[start AVAILABLE RECORDS]

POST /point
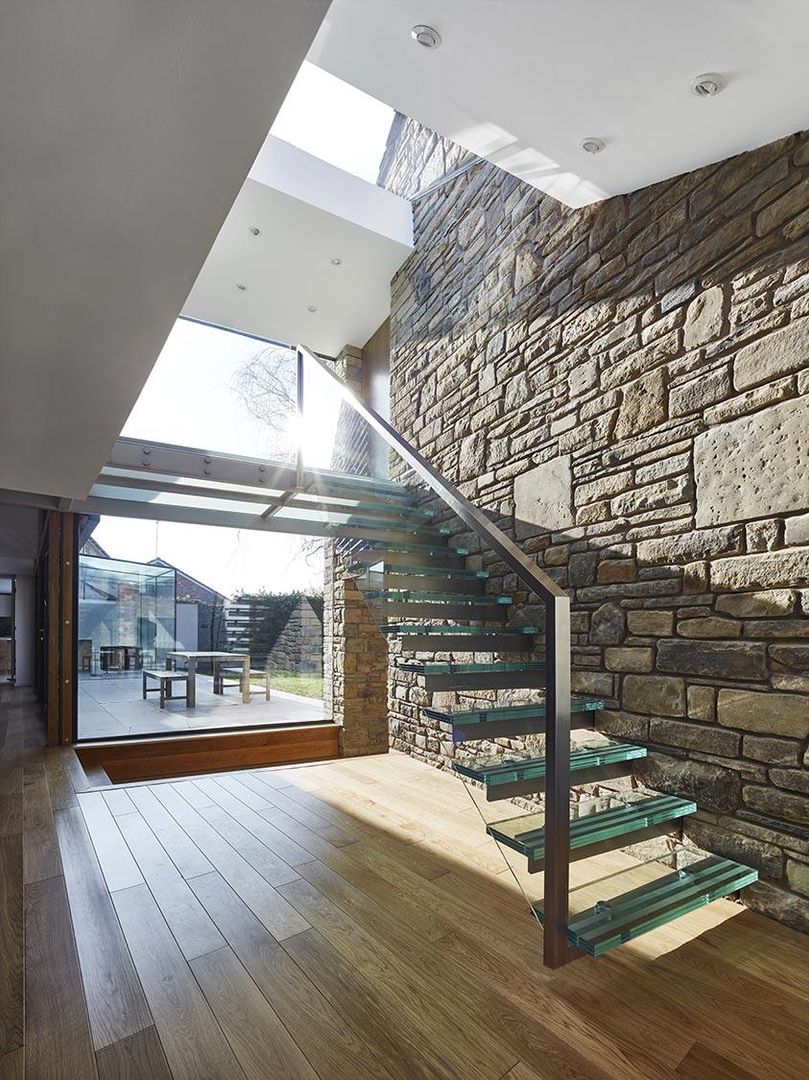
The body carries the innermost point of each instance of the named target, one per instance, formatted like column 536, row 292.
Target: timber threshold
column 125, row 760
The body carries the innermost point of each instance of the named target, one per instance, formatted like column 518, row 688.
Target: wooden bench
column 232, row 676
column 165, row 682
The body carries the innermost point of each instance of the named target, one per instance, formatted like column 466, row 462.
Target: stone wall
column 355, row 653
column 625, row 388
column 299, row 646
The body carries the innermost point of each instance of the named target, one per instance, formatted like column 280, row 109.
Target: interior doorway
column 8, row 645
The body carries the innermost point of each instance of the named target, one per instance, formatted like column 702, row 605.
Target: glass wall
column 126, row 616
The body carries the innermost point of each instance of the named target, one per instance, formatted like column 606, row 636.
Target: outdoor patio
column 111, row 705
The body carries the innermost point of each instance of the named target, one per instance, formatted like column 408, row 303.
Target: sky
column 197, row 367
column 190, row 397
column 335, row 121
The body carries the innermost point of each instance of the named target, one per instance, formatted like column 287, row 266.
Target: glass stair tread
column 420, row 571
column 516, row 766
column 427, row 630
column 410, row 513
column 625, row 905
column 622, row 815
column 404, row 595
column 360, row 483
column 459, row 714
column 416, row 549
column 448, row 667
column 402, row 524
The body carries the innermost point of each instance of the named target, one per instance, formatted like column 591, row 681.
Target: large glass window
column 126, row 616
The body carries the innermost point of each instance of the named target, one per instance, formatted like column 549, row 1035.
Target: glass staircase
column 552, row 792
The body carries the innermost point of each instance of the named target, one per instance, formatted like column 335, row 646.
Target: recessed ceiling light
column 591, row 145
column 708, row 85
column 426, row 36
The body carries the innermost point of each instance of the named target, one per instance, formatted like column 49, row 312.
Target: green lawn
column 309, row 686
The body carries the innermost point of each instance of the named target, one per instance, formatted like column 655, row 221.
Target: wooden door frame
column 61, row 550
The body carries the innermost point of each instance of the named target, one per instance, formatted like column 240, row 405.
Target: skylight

[end AVAILABLE RECORDS]
[start AVAILABLE RECORDS]

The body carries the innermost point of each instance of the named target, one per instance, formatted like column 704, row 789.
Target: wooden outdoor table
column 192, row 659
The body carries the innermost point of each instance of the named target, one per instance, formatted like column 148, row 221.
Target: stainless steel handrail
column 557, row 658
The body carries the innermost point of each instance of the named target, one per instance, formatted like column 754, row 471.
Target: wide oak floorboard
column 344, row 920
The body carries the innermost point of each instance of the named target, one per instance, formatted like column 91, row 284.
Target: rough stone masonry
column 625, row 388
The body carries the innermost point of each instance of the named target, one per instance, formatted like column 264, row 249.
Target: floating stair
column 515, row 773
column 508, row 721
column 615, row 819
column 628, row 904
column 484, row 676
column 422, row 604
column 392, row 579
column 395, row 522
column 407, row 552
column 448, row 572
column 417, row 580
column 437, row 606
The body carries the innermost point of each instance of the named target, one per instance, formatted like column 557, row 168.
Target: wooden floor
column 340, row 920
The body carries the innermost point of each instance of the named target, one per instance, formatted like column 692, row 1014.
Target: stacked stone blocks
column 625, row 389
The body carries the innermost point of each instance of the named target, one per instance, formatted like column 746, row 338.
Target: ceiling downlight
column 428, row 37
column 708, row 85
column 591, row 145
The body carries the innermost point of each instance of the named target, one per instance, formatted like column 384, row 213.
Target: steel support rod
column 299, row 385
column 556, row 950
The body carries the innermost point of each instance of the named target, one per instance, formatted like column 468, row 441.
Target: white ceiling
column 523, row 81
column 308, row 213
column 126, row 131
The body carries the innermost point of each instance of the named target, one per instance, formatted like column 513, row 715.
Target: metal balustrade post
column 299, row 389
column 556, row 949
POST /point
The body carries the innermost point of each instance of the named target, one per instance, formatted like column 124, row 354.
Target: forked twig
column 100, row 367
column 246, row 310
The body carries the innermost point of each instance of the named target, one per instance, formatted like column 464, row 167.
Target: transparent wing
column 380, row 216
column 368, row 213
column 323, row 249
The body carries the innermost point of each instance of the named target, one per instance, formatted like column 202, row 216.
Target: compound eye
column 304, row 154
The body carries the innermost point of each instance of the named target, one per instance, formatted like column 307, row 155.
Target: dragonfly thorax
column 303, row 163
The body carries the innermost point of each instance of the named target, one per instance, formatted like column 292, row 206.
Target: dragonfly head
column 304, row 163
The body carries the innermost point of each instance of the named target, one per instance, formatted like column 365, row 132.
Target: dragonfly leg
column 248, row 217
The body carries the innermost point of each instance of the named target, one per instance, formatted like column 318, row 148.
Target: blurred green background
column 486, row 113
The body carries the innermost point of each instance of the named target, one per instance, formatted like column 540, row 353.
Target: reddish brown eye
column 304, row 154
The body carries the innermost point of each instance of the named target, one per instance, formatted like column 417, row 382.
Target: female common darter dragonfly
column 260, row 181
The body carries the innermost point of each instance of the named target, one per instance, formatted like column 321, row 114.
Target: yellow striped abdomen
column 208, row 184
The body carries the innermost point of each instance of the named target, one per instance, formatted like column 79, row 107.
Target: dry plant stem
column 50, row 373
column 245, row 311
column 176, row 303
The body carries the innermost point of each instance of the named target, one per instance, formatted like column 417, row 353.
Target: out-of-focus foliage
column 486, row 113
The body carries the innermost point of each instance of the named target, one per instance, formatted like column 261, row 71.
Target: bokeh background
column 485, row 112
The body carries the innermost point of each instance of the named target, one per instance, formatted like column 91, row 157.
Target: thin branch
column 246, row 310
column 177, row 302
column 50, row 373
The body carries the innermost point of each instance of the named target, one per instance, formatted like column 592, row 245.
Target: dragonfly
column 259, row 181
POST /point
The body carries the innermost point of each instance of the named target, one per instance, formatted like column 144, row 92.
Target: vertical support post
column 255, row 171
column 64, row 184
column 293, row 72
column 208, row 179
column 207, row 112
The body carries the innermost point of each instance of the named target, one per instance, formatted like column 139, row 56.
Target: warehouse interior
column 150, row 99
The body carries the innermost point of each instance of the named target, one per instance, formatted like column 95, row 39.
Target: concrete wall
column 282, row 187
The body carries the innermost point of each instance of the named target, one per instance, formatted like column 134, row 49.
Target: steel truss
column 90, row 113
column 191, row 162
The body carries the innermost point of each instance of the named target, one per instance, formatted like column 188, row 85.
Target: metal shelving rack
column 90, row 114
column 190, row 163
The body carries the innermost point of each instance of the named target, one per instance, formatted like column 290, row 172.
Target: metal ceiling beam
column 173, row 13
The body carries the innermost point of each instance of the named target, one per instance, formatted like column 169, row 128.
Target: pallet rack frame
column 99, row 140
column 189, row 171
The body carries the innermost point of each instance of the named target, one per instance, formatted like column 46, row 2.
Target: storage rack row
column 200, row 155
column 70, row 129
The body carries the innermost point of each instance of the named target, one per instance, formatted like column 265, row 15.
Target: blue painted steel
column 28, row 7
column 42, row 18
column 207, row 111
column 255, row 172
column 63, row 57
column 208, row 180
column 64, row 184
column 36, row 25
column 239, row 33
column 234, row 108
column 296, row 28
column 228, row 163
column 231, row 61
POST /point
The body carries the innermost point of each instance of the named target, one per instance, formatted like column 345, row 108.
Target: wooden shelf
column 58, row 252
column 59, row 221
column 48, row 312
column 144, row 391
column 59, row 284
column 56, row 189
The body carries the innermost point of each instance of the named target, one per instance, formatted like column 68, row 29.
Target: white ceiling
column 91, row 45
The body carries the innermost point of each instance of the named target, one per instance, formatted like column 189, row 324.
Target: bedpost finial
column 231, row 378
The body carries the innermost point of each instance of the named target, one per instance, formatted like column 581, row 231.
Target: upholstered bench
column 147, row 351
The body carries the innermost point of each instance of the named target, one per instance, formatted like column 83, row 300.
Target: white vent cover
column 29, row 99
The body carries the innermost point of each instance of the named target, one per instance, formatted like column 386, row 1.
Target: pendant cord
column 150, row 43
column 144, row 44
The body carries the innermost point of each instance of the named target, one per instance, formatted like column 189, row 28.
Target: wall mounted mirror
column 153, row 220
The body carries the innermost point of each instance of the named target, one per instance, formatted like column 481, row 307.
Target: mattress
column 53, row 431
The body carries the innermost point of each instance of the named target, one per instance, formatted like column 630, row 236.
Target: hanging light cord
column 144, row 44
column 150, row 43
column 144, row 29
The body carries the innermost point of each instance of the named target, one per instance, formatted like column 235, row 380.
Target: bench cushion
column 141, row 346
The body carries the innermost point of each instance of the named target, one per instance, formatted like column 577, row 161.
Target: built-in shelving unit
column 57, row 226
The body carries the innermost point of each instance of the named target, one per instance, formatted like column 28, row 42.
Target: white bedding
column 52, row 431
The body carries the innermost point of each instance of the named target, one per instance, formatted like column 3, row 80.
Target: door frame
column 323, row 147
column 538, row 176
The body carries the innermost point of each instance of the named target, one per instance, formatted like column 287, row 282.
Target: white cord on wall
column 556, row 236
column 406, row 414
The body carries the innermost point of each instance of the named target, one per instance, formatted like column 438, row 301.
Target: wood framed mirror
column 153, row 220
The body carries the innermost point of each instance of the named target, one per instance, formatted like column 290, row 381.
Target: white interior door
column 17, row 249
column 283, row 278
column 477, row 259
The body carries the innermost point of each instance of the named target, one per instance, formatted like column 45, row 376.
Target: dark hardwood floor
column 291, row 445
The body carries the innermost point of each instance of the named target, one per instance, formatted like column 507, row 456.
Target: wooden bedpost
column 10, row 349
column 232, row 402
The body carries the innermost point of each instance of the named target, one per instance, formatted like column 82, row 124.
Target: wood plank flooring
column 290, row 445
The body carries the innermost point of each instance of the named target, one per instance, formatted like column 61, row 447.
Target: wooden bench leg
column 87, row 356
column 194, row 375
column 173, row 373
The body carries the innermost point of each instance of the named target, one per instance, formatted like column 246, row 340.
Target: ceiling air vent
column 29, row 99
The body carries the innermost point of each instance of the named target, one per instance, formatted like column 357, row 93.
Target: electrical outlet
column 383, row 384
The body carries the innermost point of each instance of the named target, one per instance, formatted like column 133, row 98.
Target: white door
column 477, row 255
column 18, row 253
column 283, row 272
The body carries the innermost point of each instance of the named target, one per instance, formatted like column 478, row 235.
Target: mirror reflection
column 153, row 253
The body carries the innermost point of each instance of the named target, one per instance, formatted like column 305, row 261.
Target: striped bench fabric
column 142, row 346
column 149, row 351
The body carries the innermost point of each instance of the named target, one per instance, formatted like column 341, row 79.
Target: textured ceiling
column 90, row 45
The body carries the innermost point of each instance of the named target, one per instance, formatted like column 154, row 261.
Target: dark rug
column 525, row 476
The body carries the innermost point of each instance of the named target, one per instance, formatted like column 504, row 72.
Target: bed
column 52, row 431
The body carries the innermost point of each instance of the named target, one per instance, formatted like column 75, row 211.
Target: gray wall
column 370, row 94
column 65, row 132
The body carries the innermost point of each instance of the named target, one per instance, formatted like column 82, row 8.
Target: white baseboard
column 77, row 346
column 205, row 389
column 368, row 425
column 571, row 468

[end AVAILABLE RECORDS]
[start AVAILABLE RECORDS]

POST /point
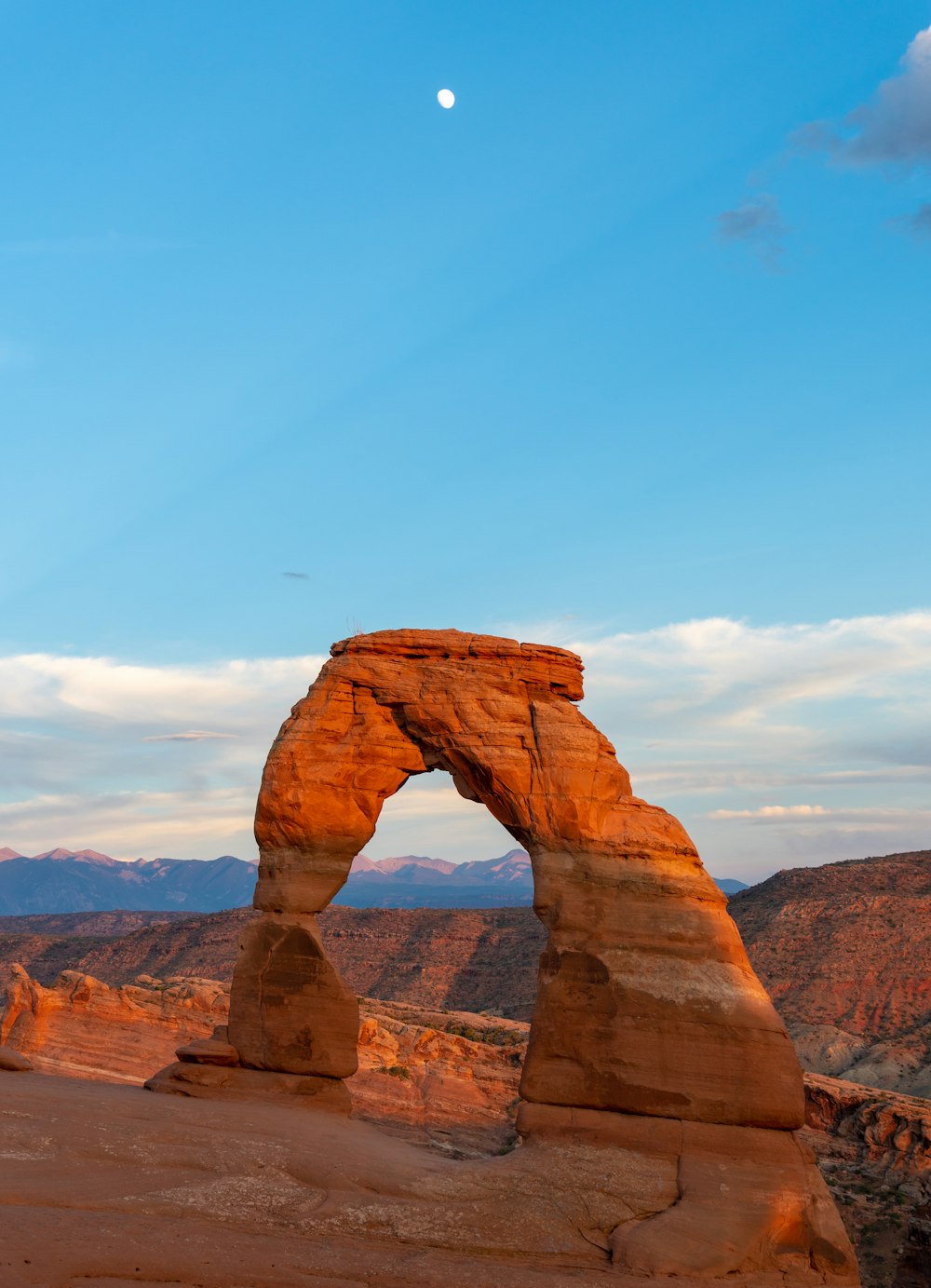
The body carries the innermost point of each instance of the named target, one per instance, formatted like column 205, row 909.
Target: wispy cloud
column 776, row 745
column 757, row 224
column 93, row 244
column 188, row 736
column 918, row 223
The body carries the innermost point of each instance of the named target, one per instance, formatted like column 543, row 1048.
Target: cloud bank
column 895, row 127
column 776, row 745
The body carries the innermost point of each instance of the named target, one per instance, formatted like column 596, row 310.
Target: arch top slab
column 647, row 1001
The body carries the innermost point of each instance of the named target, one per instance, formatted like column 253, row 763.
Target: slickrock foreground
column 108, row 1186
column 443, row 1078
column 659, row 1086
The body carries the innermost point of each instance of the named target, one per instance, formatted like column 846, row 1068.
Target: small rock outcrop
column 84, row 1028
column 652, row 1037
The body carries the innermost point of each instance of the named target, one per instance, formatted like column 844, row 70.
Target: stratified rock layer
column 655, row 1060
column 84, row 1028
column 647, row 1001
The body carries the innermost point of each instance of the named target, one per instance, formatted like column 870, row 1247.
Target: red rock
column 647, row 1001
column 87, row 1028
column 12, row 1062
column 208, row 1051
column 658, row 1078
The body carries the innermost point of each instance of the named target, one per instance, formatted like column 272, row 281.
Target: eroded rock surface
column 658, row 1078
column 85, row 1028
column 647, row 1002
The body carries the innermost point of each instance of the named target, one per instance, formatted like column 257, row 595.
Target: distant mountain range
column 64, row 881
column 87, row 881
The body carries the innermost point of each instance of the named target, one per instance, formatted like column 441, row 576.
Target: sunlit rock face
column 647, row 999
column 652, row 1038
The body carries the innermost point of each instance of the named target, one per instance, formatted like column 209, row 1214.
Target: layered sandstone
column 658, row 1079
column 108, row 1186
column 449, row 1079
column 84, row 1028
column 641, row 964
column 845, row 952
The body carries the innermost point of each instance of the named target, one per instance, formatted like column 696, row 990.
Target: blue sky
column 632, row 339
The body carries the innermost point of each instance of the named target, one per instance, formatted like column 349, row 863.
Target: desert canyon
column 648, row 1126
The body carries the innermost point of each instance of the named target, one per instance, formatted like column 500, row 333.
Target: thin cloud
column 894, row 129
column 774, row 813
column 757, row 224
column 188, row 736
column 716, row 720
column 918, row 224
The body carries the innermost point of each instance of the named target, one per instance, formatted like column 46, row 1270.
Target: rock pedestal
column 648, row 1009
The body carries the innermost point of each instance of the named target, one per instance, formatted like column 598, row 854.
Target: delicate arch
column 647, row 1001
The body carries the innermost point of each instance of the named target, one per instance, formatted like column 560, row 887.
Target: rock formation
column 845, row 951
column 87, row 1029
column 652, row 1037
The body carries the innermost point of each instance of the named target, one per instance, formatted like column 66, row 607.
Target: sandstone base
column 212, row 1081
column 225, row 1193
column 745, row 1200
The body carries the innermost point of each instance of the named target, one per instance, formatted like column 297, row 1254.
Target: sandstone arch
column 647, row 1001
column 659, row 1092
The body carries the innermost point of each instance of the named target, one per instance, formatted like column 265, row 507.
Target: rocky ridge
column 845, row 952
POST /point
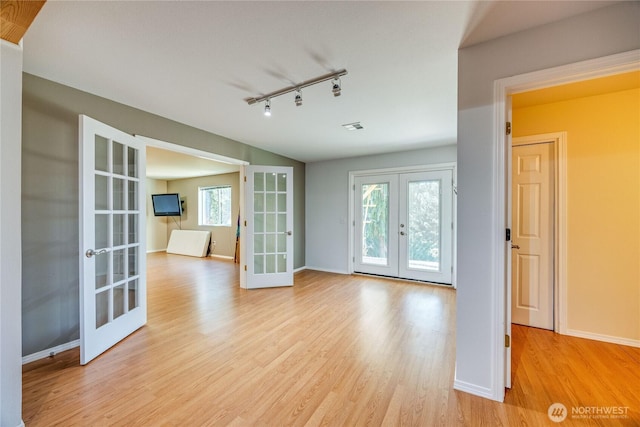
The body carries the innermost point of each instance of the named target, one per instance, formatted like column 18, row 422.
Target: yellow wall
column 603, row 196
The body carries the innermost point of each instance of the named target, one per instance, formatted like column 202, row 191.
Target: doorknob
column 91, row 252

[end AVAILABLE RECORDS]

Convert the data lines starting at the line that contains "66, row 607." and ending at the line that contains "column 745, row 1200" into a JSON list of strings, with one string per line and blank lines omitted.

[
  "The body carries the innermost point of each instance of the named target, one per instance, formatted like column 66, row 607.",
  "Target: sandstone base",
  "column 212, row 1081",
  "column 225, row 1193",
  "column 745, row 1200"
]